YOUR INSTRUCTIONS
Find the line containing "Can you see the white". Return it and every line after it, unchanged, up to and including the last line.

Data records
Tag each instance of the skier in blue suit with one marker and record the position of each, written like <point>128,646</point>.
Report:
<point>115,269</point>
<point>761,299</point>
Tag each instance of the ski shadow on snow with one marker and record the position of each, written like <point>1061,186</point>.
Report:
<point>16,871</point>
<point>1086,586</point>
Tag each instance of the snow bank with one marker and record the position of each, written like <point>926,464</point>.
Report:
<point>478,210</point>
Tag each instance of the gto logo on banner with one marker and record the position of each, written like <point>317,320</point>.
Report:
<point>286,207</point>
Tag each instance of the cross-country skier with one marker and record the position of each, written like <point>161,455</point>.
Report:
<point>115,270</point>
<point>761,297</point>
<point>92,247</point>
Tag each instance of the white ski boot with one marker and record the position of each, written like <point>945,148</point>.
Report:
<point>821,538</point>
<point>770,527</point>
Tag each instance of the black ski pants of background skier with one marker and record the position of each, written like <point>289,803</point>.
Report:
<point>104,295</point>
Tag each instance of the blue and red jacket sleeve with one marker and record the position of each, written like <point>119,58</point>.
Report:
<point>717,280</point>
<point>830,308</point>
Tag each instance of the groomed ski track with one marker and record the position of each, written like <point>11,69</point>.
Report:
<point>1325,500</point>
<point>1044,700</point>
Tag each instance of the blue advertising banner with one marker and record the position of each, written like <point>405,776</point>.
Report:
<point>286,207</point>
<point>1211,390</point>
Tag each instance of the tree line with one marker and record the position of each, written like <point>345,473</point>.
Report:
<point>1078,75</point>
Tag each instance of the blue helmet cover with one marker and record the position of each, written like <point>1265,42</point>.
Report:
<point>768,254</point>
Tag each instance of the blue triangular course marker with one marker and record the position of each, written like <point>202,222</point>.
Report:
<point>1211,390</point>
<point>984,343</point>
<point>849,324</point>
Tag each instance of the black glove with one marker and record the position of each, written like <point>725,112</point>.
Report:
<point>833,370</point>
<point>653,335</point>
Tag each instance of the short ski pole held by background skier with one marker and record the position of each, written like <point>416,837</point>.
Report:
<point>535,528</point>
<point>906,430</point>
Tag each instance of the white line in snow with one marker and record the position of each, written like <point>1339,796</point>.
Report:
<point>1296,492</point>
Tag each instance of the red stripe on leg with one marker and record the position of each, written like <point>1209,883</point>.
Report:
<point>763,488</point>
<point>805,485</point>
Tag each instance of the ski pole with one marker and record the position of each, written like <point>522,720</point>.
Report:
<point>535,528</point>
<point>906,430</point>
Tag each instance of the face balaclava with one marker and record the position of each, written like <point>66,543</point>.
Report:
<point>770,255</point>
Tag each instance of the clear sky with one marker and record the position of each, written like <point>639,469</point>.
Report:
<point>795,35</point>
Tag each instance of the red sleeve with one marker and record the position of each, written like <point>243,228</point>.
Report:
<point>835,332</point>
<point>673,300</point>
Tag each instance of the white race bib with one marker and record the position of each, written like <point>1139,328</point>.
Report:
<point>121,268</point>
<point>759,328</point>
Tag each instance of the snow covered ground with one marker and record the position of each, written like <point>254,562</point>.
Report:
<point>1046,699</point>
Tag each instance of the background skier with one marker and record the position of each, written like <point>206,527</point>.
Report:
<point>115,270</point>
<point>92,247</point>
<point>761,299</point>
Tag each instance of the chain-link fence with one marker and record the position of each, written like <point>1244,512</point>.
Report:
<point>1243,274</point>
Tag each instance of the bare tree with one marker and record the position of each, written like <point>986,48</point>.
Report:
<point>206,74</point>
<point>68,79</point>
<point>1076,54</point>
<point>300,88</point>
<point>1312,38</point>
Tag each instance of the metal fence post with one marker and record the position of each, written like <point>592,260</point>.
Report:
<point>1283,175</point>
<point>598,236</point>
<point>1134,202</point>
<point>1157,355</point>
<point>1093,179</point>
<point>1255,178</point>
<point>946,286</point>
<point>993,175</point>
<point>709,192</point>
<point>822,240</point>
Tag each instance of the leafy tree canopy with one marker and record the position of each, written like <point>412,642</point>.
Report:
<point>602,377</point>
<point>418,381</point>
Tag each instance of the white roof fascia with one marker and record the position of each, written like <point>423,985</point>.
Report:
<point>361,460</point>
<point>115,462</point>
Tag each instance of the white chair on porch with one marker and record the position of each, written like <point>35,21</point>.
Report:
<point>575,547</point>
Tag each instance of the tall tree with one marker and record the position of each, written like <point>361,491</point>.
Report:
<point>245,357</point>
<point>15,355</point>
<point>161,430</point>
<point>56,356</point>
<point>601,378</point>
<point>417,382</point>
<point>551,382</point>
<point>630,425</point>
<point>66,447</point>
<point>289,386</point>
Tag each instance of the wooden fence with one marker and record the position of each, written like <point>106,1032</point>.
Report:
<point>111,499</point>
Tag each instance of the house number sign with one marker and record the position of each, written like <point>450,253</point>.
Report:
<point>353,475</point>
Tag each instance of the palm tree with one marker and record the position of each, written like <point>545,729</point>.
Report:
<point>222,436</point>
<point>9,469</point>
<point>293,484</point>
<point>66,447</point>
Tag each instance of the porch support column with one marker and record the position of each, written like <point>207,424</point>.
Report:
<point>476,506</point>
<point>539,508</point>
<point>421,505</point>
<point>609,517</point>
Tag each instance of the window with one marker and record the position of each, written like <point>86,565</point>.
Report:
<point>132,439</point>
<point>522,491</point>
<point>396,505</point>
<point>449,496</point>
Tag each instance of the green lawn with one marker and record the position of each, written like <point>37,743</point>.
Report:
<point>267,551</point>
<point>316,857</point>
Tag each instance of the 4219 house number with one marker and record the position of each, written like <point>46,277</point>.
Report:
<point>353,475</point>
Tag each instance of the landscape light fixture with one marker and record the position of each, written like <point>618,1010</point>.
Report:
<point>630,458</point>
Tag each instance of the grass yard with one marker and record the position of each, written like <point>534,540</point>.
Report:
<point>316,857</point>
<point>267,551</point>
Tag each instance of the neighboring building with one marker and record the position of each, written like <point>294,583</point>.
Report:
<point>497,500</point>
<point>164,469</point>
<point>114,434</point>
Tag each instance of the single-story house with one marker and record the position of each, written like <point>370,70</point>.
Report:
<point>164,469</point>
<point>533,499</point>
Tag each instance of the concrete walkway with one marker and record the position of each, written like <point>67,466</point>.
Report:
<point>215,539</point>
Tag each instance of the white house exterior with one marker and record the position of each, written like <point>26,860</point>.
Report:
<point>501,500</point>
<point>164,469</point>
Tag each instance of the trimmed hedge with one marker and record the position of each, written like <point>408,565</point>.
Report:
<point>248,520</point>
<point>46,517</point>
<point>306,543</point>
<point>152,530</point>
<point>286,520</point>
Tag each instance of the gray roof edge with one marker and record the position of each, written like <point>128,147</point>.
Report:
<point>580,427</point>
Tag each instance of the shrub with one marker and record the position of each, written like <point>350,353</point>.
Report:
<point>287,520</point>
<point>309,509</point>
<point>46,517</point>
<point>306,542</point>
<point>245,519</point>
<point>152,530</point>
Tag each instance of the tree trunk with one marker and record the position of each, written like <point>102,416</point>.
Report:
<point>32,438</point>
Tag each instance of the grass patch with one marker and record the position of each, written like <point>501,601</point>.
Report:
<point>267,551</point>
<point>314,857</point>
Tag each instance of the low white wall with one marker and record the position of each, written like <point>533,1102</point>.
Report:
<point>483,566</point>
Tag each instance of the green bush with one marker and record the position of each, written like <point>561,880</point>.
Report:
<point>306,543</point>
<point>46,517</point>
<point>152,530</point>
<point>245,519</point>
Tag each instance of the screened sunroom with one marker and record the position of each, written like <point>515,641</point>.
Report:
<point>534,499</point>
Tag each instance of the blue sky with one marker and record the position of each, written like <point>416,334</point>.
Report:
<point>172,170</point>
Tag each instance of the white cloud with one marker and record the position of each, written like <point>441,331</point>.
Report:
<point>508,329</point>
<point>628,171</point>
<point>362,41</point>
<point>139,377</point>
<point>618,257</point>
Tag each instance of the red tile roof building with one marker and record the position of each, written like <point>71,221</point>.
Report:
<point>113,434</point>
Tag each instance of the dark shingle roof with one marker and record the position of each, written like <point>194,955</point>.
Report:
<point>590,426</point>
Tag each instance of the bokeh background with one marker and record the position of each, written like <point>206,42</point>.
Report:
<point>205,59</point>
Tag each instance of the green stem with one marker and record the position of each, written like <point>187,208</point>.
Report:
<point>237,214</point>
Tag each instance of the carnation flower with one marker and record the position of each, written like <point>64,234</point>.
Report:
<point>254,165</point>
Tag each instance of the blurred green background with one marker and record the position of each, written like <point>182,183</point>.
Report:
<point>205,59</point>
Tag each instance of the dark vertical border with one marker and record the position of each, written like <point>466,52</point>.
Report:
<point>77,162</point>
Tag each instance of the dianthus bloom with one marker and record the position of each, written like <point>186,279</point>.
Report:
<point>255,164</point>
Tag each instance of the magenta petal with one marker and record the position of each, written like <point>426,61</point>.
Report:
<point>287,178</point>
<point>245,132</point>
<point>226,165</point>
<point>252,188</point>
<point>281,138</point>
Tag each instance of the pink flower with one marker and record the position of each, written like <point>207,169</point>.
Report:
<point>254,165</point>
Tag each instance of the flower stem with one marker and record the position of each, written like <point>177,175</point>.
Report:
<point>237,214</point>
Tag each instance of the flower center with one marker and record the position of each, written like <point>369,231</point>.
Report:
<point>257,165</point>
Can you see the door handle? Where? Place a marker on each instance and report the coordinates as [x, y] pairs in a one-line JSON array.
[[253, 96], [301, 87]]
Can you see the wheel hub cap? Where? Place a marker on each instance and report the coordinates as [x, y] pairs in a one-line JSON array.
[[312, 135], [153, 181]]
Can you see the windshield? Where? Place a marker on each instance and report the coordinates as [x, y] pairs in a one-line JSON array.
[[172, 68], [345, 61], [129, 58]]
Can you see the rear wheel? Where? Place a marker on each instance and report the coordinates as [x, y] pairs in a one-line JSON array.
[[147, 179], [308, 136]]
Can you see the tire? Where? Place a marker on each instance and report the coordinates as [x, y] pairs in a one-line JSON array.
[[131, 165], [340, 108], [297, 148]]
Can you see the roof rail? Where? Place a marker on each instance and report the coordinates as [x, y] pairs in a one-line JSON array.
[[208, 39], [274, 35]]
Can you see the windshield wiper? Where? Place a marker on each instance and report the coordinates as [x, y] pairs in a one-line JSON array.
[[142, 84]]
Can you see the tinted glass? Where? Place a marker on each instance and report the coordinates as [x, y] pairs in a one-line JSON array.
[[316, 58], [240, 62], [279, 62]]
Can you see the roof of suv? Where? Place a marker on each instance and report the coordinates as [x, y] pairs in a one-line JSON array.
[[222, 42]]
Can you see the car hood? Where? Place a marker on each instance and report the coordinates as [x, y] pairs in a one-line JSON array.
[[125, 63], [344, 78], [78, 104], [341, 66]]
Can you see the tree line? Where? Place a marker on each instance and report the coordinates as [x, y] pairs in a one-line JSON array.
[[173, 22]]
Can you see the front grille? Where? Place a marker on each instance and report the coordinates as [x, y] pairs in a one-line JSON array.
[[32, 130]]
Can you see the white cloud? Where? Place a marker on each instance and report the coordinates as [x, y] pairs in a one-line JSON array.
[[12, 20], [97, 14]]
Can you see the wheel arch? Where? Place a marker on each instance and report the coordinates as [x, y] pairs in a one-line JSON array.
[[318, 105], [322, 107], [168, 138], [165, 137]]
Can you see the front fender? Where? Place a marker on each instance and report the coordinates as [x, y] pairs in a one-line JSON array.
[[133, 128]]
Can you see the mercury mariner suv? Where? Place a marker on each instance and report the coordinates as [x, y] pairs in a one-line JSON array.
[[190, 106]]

EXERCISE RESULT
Can you see the white cloud? Where? Place a marker on each instance and report the coordinates as [x, y] pairs in a one-line JSON array.
[[12, 20], [97, 14]]
Can you see the wheel arch? Where? Place a marker on each instance and report the coordinates as [x, y] pairs in a one-line JSON array.
[[318, 105], [322, 107], [168, 138], [165, 137]]
Can you see the front fender? Where? Place a marker on each instance and report the coordinates as [x, y] pairs in a one-line JSON array.
[[133, 128]]
Can you see the mercury mariner suv? Where? Place a marker on each instance and report the coordinates as [x, y] pairs in a one-line JSON array.
[[190, 106]]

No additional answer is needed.